Would you please output all the records exactly as given? Pictures should not appear in the copy.

Items listed in a dataset:

◆ ◆ ◆

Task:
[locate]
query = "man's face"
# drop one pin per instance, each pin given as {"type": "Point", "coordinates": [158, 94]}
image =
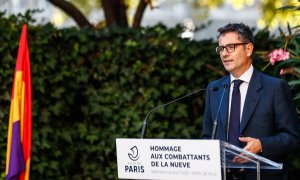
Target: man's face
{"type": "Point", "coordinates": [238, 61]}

◆ ◆ ◆

◆ RESPONSE AREA:
Task:
[locate]
query = "man's face"
# drop one pin per instance, each pin given as {"type": "Point", "coordinates": [158, 94]}
image =
Target: man's face
{"type": "Point", "coordinates": [238, 61]}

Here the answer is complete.